Task instructions:
In the records below, find the line that contains "Identify one point on each instance of the player's outstretched", then transcribe it and every later line exactly, stopping at the final line.

Supplied records:

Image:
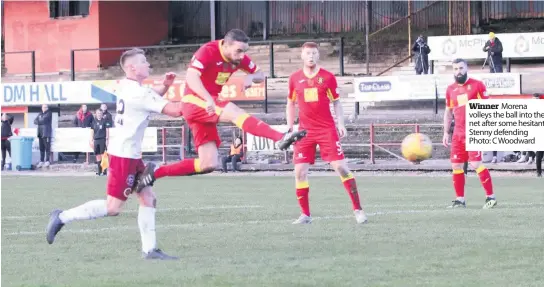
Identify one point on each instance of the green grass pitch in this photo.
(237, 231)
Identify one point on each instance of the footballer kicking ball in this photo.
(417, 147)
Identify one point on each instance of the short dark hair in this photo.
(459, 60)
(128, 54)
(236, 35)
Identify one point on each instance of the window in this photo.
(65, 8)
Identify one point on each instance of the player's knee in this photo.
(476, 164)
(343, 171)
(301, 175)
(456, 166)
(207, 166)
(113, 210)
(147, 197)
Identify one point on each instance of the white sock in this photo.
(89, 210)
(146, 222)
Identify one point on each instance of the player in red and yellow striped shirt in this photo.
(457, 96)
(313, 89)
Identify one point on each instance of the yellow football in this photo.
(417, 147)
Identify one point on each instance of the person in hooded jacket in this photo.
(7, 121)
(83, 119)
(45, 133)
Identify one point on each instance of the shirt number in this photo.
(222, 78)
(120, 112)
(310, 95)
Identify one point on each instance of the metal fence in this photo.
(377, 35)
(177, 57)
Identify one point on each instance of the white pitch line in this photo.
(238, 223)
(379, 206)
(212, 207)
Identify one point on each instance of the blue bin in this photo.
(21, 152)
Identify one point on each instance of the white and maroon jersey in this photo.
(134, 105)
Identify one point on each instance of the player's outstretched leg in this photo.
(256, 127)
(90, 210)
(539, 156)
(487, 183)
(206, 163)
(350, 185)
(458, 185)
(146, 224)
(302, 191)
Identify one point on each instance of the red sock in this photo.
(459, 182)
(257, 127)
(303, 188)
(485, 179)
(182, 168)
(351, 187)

Exercise output:
Identify one point on each instance of the player's outstretched leg in this photo.
(256, 127)
(90, 210)
(539, 156)
(487, 183)
(206, 163)
(350, 185)
(458, 185)
(146, 224)
(302, 191)
Identify one point on each instance of the red sock in this photo.
(459, 182)
(257, 127)
(303, 188)
(485, 179)
(182, 168)
(351, 187)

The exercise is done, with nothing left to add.